* _APPLY WHAT YOU READ_
1 – According to the Rotterdam festival report, which edition of the festival was held in 1987?
2 – Translate this sentence from the Rotterdam festival report into Spanish: "The Rotterdam Festival is gradually expanding in scope and attendance, while its survival seems to become increasingly polemical and precarious."
3 – Continue the Rotterdam festival report, starting after its last sentence.

+++ TEXT

Rotterdam 1987: the once and future cinema

From Sight and Sound (Spring 1987). –- J.R.

The Rotterdam Festival is gradually expanding in scope and attendance, while its survival seems to become increasingly polemical and precarious. Now in its 16th edition, the festival continues to honor its director Hubert Bals’ stubborn, utopian precept that, ‘An audience should be found for a film, not a film for an audience.’

Thus, while Libération critic Serge Daney was lecturing persuasively on the growing impossibility of critics mediating between films and audiences, it was possible to watch a videotape, Joan Does Dynasty, in which New York critic Joan Braderman, with the aid of Manuel De Landa’s computer graphics, does precisely that for the TV series.She appears in front of Dynasty in different sizes, shapes and positions, from diverse angles and with varying degrees of transparency, and delivers an exuberant, madcap critique of the show. Part of a cycle of low-budget, leftist media critiques known as Paper Tiger Television which appears on us public access cable and boasts more than a hundred titles in its catalogue, Braderman’s pungent intellectual stand-up is the likely formal masterpiece of a variable, slapdash series ranging from the unfocused and obvious (Peter Wollen on the U.S. press in general) to the razor-sharp and subtle (Herb Schiller on the New York Times‘ foreign coverage).

Another form of instruction came from the Jim McBride retrospective, charting the checkered career of the one-time New York independent who began in the shadow of the New Wave with David Holzman’s Diary (1967) and eventually entered the Hollywood mainstream with his Breathless remake (1983), followed by the more confident (and more conventional) The Big Easy, a sexy crooked cop story set in New Orleans with only a nodding relation to his early work.

++++++
+++ DATASET EXCERPTS

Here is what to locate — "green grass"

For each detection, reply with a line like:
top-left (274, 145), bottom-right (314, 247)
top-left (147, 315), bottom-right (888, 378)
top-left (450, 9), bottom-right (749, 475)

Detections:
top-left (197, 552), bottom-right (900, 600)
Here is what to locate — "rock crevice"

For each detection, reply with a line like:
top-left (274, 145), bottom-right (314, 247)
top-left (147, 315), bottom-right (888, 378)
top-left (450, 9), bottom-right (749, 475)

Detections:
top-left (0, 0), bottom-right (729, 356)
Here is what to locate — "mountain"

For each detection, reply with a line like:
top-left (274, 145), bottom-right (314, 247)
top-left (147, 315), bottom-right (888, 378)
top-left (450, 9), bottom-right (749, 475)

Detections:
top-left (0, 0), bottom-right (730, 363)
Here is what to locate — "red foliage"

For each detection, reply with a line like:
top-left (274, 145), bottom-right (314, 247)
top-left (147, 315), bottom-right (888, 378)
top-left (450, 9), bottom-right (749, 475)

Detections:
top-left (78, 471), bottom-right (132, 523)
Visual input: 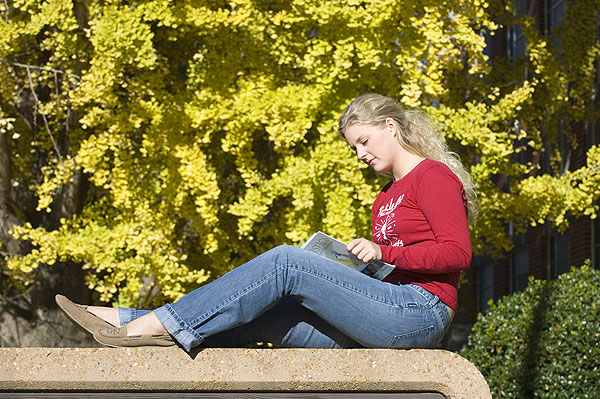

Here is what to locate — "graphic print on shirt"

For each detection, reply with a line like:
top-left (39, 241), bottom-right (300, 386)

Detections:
top-left (374, 194), bottom-right (404, 247)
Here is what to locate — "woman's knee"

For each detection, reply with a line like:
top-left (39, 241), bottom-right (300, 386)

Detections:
top-left (266, 245), bottom-right (305, 259)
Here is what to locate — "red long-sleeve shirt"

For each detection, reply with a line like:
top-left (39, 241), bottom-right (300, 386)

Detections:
top-left (372, 159), bottom-right (471, 310)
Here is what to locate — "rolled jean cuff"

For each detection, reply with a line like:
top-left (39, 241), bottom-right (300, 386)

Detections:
top-left (154, 304), bottom-right (204, 352)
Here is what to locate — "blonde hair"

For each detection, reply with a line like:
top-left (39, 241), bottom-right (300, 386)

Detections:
top-left (338, 93), bottom-right (478, 221)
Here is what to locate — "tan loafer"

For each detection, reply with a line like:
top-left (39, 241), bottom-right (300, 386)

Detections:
top-left (94, 325), bottom-right (176, 348)
top-left (54, 295), bottom-right (114, 335)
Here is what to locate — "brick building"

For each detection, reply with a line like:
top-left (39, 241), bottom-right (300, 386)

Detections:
top-left (444, 0), bottom-right (600, 350)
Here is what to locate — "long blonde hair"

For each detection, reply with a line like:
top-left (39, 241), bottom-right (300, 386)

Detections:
top-left (338, 93), bottom-right (479, 221)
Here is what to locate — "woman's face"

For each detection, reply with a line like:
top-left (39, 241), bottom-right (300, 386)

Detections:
top-left (344, 118), bottom-right (401, 173)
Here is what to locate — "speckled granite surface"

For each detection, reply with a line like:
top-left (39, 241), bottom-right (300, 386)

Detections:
top-left (0, 347), bottom-right (491, 399)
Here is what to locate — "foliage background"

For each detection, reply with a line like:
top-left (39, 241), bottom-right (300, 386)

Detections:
top-left (0, 0), bottom-right (600, 344)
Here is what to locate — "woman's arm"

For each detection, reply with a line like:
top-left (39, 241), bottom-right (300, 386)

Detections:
top-left (379, 168), bottom-right (471, 273)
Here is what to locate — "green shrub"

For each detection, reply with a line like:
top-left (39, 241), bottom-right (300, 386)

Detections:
top-left (460, 264), bottom-right (600, 399)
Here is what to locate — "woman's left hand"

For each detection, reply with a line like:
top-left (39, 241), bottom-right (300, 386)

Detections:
top-left (346, 238), bottom-right (381, 263)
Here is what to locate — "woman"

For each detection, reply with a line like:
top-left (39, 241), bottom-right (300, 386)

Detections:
top-left (57, 94), bottom-right (475, 351)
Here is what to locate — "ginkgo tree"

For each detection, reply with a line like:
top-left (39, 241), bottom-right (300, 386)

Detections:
top-left (0, 0), bottom-right (600, 322)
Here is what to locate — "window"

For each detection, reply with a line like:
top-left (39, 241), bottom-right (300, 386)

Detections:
top-left (548, 231), bottom-right (571, 278)
top-left (546, 0), bottom-right (567, 32)
top-left (508, 0), bottom-right (527, 60)
top-left (510, 234), bottom-right (529, 292)
top-left (507, 0), bottom-right (527, 66)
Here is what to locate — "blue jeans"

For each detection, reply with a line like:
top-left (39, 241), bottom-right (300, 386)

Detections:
top-left (119, 246), bottom-right (450, 351)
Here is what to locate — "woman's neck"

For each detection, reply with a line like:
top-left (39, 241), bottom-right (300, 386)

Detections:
top-left (392, 152), bottom-right (425, 180)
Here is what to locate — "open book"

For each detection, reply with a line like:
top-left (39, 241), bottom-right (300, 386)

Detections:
top-left (302, 231), bottom-right (394, 280)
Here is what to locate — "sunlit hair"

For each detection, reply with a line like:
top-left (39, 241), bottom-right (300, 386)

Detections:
top-left (338, 93), bottom-right (478, 221)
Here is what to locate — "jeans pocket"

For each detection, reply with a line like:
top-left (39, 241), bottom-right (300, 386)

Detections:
top-left (388, 326), bottom-right (434, 349)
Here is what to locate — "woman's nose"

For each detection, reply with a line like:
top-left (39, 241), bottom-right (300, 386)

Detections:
top-left (356, 148), bottom-right (367, 160)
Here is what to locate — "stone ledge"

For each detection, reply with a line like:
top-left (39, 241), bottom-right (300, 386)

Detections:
top-left (0, 347), bottom-right (491, 399)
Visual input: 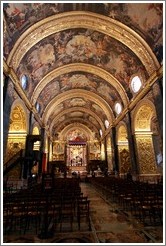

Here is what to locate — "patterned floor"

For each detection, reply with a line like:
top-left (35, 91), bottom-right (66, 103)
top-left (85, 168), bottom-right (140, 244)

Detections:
top-left (3, 182), bottom-right (163, 244)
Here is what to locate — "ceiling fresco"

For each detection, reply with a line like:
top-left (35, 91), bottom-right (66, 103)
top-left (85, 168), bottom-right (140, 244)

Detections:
top-left (17, 29), bottom-right (147, 89)
top-left (3, 1), bottom-right (163, 139)
top-left (3, 3), bottom-right (163, 57)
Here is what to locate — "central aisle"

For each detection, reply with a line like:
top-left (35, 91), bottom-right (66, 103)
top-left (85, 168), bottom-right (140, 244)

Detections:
top-left (4, 179), bottom-right (163, 245)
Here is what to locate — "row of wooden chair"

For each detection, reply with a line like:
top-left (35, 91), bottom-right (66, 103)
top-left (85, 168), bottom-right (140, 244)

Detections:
top-left (91, 177), bottom-right (163, 225)
top-left (3, 180), bottom-right (90, 234)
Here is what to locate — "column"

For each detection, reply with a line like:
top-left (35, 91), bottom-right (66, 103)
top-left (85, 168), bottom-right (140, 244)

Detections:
top-left (126, 112), bottom-right (139, 174)
top-left (111, 127), bottom-right (119, 172)
top-left (3, 76), bottom-right (14, 159)
top-left (38, 128), bottom-right (46, 176)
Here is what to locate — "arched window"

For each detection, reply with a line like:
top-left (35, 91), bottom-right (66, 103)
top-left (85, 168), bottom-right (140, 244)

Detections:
top-left (131, 76), bottom-right (142, 93)
top-left (105, 120), bottom-right (110, 128)
top-left (115, 102), bottom-right (122, 114)
top-left (21, 74), bottom-right (28, 90)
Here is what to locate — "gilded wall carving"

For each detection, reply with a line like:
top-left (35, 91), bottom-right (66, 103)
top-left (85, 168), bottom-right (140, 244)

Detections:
top-left (119, 146), bottom-right (131, 174)
top-left (136, 135), bottom-right (156, 174)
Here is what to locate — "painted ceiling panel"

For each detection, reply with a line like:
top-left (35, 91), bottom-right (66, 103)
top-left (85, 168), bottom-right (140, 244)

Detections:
top-left (3, 2), bottom-right (163, 138)
top-left (17, 29), bottom-right (147, 90)
top-left (36, 73), bottom-right (120, 115)
top-left (3, 2), bottom-right (163, 59)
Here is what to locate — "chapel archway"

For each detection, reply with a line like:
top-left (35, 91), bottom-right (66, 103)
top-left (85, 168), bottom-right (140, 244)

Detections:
top-left (117, 125), bottom-right (131, 175)
top-left (4, 103), bottom-right (27, 163)
top-left (134, 101), bottom-right (157, 174)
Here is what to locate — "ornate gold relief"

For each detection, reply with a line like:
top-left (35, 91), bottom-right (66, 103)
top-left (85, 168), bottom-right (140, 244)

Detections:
top-left (119, 146), bottom-right (131, 174)
top-left (136, 135), bottom-right (157, 174)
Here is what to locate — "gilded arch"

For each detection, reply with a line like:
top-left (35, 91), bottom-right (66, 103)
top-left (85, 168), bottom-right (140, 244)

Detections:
top-left (31, 63), bottom-right (128, 106)
top-left (42, 89), bottom-right (114, 124)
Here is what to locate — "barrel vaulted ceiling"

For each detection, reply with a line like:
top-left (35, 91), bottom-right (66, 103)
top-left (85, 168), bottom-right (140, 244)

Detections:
top-left (3, 2), bottom-right (163, 138)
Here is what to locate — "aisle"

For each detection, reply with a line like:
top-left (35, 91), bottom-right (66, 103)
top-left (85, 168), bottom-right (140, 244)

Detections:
top-left (80, 183), bottom-right (162, 243)
top-left (4, 182), bottom-right (163, 244)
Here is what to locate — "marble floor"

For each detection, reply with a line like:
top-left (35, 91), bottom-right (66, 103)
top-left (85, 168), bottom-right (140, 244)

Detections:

++++++

* _RESULTS FOR THE EXERCISE_
1 – The 16th edition.

2 – El Festival de Rotterdam se está ampliando gradualmente en alcance y asistencia, mientras que su supervivencia parece volverse cada vez más polémica y precaria.

3 –
The kicker in the series, however, was The Once and Future King, a recent half-hour Twilight Zone episode that powerfully illuminates the closed circuits of the Hollywood recycling machine and the Reaganite nostalgia which fuels it. An Elvis impersonator of the 80s is magically transported back to Memphis 1954, accidentally kills his idol, and winds up cutting Elvis’ first record himself. He then spends the rest of his guilt-ridden life trying to live up to the legend he has created, retreating into drugs and paranoia as he realizes he can never do the King full justice. A poignant rendering of the process by which Hollywood from Star Wars to Blue Velvet forecloses any autonomous grounds for a present or future, the show is itself eerily framed (as usual) by off-screen commentary from a Rod Serling imitator — further suggesting that the once and future cinema can emerge from its cage only by learning to reoccupy the present.

Sara Driver’s ravishing deadpan comedy Sleepwalk does just that, but at the cost of many unfashionable refusals. This nocturnal Rivettean fantasy about a stolen Chinese manuscript in lower Manhattan shares the same compositional beauty and rigor and the same oddly striking actress (Suzanne Fletcher) as Driver’s featurette You Are Not I, but almost none of the narrative momentum which sharpened the earlier film to a prickly point. Opting for poetry over prose and mood over logic, Sleepwalk fashions a luminous, original and very contemporary night city out of a curious dispersal of spare parts: a vain French woman suddenly losing all her hair, an executive barking on the street, unmanned copying machines assuming a life of their own, vanishing fingers and documents. Insofar as it uses plot almost exclusively as a pretext for producing images, sounds and characters, it seems to have little hope of U.S. distribution, despite a Georges Sadoul prize and Mannheim award already under its belt.

Along with Leandro Katz’s The Visit (half an hour of metaphysical paranoia which more or less does for Manhattan what Welles’ The Trial did for Zagreb) and Tian Zhuangzhuang’s The Horse Thief (a beautiful mainland Chinese spectacle of Tibetan death ceremonies and the cold cruelty of landscapes that evokes The Savage Innocents and early Paradjanov), Sleepwalk carries a charge that is above all visceral, largely through the musical modulations of the lighting.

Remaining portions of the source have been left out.